§ **EXERCISE INPUT**

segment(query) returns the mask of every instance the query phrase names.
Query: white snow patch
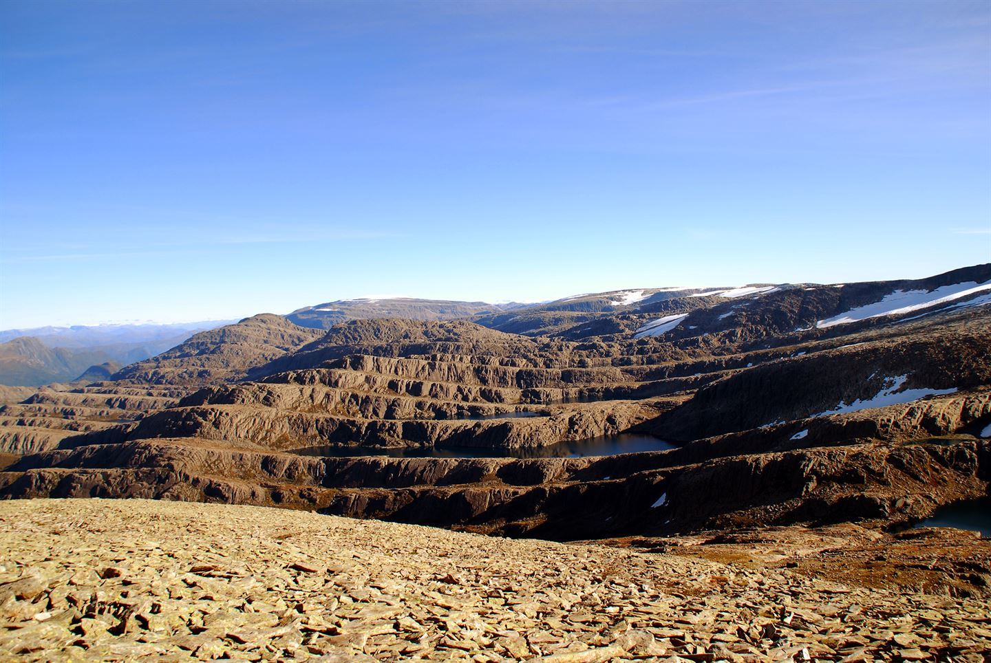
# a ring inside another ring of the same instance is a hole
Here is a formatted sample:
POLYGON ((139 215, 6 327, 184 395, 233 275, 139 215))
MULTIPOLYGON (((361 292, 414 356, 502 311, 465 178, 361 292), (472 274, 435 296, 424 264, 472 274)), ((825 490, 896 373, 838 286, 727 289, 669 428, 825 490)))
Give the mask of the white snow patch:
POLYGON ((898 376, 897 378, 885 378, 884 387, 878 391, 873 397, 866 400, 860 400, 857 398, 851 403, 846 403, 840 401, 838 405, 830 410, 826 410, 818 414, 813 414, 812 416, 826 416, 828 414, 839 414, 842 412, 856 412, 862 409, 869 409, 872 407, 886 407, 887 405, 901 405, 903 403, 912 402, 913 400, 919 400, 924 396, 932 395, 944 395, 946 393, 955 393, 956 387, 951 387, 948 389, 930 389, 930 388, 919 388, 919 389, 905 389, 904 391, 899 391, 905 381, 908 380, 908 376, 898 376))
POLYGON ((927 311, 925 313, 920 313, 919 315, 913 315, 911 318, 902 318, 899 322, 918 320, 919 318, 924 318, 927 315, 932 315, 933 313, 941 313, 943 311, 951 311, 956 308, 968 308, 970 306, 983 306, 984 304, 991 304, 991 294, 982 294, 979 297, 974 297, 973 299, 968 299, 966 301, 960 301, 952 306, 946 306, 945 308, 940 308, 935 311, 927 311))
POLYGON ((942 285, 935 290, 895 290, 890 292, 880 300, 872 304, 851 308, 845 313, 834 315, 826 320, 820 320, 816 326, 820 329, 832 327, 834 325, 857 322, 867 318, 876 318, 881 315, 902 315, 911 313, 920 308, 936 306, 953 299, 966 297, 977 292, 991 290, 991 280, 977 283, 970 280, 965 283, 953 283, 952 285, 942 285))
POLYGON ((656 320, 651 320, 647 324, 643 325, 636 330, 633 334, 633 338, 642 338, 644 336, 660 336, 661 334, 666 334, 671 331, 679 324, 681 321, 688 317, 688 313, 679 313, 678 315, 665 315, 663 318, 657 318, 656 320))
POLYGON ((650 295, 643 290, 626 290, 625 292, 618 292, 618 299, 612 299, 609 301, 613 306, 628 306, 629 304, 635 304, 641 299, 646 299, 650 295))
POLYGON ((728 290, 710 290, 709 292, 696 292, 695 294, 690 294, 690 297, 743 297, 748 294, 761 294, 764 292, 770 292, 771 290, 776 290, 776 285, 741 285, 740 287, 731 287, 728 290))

---

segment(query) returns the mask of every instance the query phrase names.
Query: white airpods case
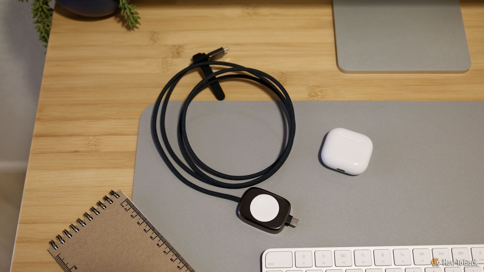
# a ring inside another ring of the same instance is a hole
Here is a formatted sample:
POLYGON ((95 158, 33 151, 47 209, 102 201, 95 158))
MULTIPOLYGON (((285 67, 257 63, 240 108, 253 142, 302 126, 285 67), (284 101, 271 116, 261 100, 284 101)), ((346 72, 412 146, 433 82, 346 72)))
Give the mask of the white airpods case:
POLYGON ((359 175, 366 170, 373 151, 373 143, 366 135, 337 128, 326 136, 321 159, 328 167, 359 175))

--

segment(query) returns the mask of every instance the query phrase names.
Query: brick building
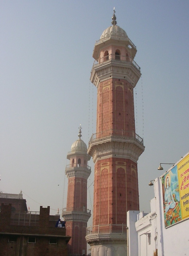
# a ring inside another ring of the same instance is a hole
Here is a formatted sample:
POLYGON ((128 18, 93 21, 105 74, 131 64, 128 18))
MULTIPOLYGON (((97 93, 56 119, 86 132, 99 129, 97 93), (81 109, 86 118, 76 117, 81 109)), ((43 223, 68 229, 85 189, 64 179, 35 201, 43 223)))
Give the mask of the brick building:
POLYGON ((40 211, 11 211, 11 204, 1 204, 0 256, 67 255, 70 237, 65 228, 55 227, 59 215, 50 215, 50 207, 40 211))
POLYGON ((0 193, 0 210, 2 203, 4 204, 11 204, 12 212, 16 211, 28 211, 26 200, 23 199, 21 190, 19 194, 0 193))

§ **AIM**
State how many of the lines above contain the string "MULTIPOLYGON", giving only the number.

§ **WRITTEN REPLY**
3